(Some rows)
┌──
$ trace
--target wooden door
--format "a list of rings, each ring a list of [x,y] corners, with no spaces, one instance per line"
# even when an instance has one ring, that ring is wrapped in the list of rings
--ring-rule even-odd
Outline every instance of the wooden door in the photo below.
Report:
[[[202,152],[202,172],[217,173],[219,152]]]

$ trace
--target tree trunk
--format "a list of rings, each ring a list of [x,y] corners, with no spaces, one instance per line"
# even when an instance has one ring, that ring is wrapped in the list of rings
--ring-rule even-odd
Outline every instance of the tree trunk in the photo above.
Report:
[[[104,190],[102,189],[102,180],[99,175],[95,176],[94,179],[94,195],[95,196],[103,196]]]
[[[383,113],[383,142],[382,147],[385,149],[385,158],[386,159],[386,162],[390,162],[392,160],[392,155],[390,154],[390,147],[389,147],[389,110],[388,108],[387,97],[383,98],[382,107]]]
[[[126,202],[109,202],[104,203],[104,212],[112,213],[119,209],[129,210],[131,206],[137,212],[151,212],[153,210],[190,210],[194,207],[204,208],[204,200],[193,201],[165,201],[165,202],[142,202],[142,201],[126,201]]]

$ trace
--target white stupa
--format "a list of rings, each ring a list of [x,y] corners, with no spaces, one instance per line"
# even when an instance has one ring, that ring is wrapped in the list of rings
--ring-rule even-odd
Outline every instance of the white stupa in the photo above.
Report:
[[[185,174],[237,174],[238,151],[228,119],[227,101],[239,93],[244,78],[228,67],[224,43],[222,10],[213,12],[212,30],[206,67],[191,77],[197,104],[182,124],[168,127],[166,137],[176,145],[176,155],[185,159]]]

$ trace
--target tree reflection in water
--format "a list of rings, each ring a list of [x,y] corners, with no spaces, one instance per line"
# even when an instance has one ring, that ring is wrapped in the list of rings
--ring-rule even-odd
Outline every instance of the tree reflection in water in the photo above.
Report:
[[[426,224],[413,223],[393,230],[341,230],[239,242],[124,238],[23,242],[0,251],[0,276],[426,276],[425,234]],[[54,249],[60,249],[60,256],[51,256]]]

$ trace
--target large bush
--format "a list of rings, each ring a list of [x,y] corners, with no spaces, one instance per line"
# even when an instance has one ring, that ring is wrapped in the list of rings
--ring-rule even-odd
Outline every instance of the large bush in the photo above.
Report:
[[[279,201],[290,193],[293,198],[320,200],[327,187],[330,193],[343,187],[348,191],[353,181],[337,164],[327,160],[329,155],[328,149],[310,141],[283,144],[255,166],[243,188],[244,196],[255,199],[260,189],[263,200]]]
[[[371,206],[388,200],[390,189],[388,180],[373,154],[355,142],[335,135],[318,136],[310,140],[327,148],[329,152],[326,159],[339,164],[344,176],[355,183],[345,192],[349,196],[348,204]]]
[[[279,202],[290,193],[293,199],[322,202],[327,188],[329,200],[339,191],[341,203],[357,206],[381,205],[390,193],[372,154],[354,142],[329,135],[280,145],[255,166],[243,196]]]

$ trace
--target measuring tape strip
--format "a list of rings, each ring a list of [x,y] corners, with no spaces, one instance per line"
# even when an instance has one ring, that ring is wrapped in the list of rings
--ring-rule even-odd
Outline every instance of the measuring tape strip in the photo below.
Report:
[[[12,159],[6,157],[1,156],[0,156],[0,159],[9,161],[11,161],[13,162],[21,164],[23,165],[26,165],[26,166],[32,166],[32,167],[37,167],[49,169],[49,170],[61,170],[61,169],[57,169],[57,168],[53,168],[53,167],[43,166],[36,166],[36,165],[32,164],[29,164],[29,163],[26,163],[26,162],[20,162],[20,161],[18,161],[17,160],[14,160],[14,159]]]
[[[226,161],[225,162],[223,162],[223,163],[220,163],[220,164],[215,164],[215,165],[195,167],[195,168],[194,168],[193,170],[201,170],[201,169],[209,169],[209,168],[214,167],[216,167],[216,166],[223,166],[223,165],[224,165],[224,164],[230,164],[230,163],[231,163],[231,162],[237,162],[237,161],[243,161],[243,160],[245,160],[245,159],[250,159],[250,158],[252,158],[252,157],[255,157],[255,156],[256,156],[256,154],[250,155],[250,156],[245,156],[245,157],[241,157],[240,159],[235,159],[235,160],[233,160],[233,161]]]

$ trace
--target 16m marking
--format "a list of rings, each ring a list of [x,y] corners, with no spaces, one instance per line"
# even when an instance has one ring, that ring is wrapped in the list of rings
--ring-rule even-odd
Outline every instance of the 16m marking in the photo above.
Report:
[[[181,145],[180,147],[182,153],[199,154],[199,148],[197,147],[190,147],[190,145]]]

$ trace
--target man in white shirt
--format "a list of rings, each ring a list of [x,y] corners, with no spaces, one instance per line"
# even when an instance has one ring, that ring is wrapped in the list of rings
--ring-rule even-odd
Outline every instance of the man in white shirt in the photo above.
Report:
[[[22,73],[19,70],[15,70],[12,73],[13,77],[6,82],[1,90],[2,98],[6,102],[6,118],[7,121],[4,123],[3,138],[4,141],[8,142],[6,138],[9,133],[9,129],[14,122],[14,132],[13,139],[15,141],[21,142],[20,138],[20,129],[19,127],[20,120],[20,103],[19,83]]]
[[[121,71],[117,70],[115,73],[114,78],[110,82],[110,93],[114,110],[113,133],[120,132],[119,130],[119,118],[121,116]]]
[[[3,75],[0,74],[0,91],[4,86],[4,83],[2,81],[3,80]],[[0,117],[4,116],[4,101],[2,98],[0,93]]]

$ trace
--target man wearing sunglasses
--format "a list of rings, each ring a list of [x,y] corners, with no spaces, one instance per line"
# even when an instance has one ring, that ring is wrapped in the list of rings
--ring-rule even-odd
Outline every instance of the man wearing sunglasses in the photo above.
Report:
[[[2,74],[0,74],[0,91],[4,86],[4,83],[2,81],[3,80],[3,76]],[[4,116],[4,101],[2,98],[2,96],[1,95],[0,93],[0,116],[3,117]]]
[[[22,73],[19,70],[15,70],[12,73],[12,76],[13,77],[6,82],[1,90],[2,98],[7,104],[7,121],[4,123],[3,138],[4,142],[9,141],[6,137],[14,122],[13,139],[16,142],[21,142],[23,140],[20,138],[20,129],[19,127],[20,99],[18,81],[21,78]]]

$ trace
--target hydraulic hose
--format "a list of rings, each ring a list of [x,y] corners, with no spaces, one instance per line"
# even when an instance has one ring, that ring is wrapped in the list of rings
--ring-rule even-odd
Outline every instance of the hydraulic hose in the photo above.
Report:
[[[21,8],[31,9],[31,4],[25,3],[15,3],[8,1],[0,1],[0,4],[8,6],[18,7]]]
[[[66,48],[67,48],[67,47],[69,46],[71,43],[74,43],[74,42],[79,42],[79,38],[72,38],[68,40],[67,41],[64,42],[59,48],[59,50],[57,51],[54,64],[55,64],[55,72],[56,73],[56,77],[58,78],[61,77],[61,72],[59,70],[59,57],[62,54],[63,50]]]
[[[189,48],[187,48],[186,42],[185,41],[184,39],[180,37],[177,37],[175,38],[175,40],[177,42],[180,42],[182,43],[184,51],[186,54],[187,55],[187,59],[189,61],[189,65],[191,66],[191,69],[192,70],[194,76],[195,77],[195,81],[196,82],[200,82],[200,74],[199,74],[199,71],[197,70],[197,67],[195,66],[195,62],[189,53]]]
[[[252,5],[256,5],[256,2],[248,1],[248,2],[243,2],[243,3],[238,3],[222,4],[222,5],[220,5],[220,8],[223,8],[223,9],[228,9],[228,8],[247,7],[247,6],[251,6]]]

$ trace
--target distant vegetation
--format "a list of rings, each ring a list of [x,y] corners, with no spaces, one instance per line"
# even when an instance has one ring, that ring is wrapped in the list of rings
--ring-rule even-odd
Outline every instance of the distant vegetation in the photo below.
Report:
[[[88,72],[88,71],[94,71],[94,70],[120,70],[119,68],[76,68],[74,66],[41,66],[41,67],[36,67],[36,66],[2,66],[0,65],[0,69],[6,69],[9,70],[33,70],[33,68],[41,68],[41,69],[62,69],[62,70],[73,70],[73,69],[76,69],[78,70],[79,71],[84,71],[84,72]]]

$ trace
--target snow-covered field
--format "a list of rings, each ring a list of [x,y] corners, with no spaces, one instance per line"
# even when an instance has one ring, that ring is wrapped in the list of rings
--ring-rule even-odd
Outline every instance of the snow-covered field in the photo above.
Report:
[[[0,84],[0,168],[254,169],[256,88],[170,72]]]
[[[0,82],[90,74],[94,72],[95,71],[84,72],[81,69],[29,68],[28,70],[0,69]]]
└──
* _GIVEN INSTRUCTION_
Collect every line in the rows above that contains the word "tree" and reproduce each of those lines in full.

* _WRITTEN SOLUTION_
--target tree trunk
Outline every instance of the tree trunk in the photo above.
--target tree reflection in water
Outline every instance of the tree reflection in water in the photo above.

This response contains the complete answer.